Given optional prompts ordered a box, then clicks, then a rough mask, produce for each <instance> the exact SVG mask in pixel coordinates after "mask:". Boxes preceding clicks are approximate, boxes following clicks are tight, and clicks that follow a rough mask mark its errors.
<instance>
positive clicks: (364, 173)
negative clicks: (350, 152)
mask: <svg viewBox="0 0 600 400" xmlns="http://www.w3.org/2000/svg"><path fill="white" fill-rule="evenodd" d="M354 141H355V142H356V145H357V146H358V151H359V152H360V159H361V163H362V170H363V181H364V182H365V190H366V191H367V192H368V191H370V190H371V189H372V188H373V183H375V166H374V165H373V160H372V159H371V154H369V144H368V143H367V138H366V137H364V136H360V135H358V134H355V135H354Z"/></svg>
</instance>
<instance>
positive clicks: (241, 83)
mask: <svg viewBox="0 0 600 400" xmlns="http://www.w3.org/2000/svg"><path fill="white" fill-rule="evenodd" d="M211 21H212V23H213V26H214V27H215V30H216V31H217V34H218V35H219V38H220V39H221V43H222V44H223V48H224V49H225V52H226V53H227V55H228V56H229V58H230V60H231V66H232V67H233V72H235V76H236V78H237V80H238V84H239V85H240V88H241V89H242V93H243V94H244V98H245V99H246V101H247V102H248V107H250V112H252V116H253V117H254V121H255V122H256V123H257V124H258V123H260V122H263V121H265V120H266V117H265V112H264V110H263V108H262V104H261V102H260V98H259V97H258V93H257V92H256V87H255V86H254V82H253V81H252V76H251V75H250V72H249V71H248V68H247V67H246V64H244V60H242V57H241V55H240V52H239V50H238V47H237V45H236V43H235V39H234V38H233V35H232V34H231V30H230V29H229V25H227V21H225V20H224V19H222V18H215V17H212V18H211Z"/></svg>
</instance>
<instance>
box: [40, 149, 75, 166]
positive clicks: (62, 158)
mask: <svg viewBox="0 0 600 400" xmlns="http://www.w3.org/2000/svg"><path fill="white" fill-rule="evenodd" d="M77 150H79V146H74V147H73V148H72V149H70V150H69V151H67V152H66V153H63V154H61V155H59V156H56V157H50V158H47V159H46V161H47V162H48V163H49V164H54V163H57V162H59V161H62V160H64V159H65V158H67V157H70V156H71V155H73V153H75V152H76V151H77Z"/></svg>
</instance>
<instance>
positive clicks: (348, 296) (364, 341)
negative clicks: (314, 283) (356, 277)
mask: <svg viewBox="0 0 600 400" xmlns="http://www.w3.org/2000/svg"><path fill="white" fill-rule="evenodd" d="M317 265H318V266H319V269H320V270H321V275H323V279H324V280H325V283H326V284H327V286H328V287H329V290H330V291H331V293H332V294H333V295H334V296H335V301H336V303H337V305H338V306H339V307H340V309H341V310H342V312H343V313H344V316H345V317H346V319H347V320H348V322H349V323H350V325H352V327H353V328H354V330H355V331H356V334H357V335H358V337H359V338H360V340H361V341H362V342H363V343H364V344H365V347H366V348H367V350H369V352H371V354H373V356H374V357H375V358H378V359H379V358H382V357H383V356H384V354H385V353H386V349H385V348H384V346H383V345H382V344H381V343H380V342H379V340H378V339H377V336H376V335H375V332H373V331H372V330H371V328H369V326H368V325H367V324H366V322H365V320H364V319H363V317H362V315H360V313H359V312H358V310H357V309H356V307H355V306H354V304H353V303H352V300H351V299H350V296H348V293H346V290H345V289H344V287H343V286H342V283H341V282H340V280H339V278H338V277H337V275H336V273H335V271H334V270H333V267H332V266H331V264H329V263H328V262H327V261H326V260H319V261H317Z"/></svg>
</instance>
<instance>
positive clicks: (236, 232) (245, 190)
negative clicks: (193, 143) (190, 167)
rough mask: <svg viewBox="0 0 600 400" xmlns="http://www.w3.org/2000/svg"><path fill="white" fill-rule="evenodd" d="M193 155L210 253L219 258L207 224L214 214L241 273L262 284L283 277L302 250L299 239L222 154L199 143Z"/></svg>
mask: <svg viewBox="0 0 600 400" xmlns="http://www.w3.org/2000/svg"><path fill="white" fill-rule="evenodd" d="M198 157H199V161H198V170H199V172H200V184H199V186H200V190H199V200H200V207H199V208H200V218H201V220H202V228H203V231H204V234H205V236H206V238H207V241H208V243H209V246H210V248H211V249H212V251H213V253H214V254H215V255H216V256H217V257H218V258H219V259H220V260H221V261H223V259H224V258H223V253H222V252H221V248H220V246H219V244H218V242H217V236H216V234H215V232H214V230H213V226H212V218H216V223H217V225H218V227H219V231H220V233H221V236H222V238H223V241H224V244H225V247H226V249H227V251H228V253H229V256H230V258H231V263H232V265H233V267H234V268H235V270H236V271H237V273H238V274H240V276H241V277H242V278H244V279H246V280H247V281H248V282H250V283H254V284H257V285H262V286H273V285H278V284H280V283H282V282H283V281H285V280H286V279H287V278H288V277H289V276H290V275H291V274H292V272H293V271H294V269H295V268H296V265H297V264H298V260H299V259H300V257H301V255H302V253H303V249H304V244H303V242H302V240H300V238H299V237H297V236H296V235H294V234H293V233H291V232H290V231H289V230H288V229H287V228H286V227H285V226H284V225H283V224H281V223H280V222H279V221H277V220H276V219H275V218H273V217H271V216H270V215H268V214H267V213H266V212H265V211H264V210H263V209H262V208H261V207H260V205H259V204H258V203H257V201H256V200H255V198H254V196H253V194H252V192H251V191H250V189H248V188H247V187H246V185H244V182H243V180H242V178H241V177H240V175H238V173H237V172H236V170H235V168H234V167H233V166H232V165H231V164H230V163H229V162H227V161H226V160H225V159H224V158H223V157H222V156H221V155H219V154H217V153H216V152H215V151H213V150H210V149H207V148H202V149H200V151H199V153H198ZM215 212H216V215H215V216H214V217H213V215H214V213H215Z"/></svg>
▬▬▬
> _Assignment_
Please return the entire listing, unchanged.

> _Completed task_
Given optional prompts ordered a box, then clicks, then a rough mask, produce for each <instance> the exact SVG mask in pixel coordinates after "mask:". Boxes preceding clicks are approximate, boxes following clicks are tight, and clicks that follow a rough mask mark its errors.
<instance>
positive clicks: (364, 173)
negative clicks: (350, 152)
mask: <svg viewBox="0 0 600 400" xmlns="http://www.w3.org/2000/svg"><path fill="white" fill-rule="evenodd" d="M354 141H355V142H356V145H357V146H358V151H359V152H360V159H361V163H362V170H363V181H364V182H365V190H366V191H367V192H368V191H370V190H371V189H372V188H373V183H375V166H374V165H373V160H372V159H371V154H369V144H368V143H367V138H366V137H364V136H360V135H358V134H355V135H354Z"/></svg>
</instance>
<instance>
positive clicks: (241, 83)
mask: <svg viewBox="0 0 600 400" xmlns="http://www.w3.org/2000/svg"><path fill="white" fill-rule="evenodd" d="M211 21H212V23H213V26H214V27H215V30H216V31H217V34H218V35H219V38H220V39H221V43H222V44H223V48H224V49H225V52H226V53H227V55H228V56H229V58H230V60H231V66H232V67H233V72H235V76H236V78H237V80H238V84H239V85H240V88H241V89H242V93H243V94H244V98H245V99H246V101H247V102H248V107H250V112H252V116H253V117H254V121H255V122H256V123H257V124H258V123H260V122H263V121H265V120H266V117H265V112H264V110H263V108H262V104H261V102H260V98H259V97H258V93H257V92H256V87H255V86H254V82H253V81H252V76H251V75H250V72H249V71H248V68H247V67H246V64H244V60H242V57H241V55H240V52H239V50H238V47H237V45H236V43H235V39H234V38H233V35H232V34H231V30H230V29H229V25H227V21H225V20H224V19H222V18H215V17H212V18H211Z"/></svg>
</instance>
<instance>
box: [40, 149, 75, 166]
positive clicks: (62, 158)
mask: <svg viewBox="0 0 600 400" xmlns="http://www.w3.org/2000/svg"><path fill="white" fill-rule="evenodd" d="M77 150H79V146H74V147H73V148H72V149H70V150H69V151H67V152H66V153H63V154H61V155H59V156H56V157H50V158H47V159H46V161H47V162H48V163H49V164H54V163H57V162H59V161H62V160H64V159H65V158H67V157H70V156H71V155H73V153H75V152H76V151H77Z"/></svg>
</instance>
<instance>
positive clicks: (348, 296) (364, 341)
negative clicks: (314, 283) (356, 277)
mask: <svg viewBox="0 0 600 400" xmlns="http://www.w3.org/2000/svg"><path fill="white" fill-rule="evenodd" d="M317 265H318V266H319V269H320V270H321V275H323V279H324V280H325V283H326V284H327V286H328V287H329V290H330V291H331V293H332V294H333V295H334V296H335V301H336V303H337V305H338V306H339V307H340V309H341V310H342V312H343V313H344V316H345V317H346V319H347V320H348V322H349V323H350V325H352V327H353V328H354V330H355V331H356V334H357V335H358V337H359V338H360V340H361V341H362V342H363V343H364V344H365V347H366V348H367V350H369V352H371V354H373V356H374V357H375V358H378V359H379V358H382V357H383V356H384V354H385V353H386V349H385V348H384V346H383V345H382V344H381V343H380V342H379V340H378V339H377V336H376V335H375V332H373V331H372V330H371V328H369V326H368V325H367V324H366V322H365V320H364V319H363V317H362V315H360V313H359V312H358V310H357V309H356V307H355V306H354V304H353V303H352V300H351V299H350V296H348V293H346V290H345V289H344V287H343V286H342V283H341V282H340V280H339V278H338V277H337V275H336V273H335V271H334V270H333V267H332V266H331V264H329V263H328V262H327V261H326V260H319V261H317Z"/></svg>
</instance>
<instance>
positive clicks: (236, 232) (245, 190)
negative clicks: (193, 143) (190, 167)
rough mask: <svg viewBox="0 0 600 400" xmlns="http://www.w3.org/2000/svg"><path fill="white" fill-rule="evenodd" d="M193 155L210 253L219 258L207 224L214 214L241 273L262 284L283 277L302 250L299 239L222 154L199 143Z"/></svg>
mask: <svg viewBox="0 0 600 400" xmlns="http://www.w3.org/2000/svg"><path fill="white" fill-rule="evenodd" d="M198 157H199V161H198V170H199V172H200V184H199V186H200V190H199V200H200V207H199V208H200V218H201V220H202V228H203V231H204V234H205V236H206V238H207V241H208V243H209V246H210V248H211V249H212V251H213V253H214V254H215V255H216V256H217V257H218V258H219V259H220V260H221V261H223V259H224V258H223V253H222V252H221V248H220V246H219V244H218V242H217V236H216V234H215V232H214V230H213V226H212V218H216V223H217V225H218V227H219V231H220V233H221V236H222V238H223V241H224V244H225V247H226V249H227V251H228V253H229V256H230V258H231V263H232V265H233V267H234V268H235V270H236V271H237V273H238V274H240V276H241V277H242V278H244V279H246V280H247V281H248V282H250V283H254V284H257V285H262V286H273V285H278V284H280V283H282V282H283V281H285V280H286V279H287V278H288V277H289V276H290V275H291V274H292V272H293V271H294V269H295V268H296V265H297V264H298V260H299V259H300V257H301V255H302V253H303V249H304V244H303V242H302V240H300V238H299V237H297V236H296V235H294V234H293V233H291V232H290V231H289V230H288V229H287V228H286V227H285V226H284V225H283V224H281V223H280V222H279V221H277V220H276V219H275V218H273V217H271V216H270V215H268V214H267V213H266V212H265V211H264V210H263V209H262V208H261V207H260V205H259V204H258V203H257V201H256V200H255V198H254V196H253V194H252V192H251V191H250V189H248V188H247V187H246V185H244V182H243V180H242V178H241V177H240V175H238V173H237V172H236V170H235V168H234V167H233V166H232V165H231V164H230V163H229V162H227V161H226V160H225V159H224V158H223V157H222V156H221V155H219V154H217V153H216V152H215V151H213V150H210V149H207V148H202V149H200V151H199V153H198ZM215 212H216V215H215V216H214V217H213V215H214V213H215Z"/></svg>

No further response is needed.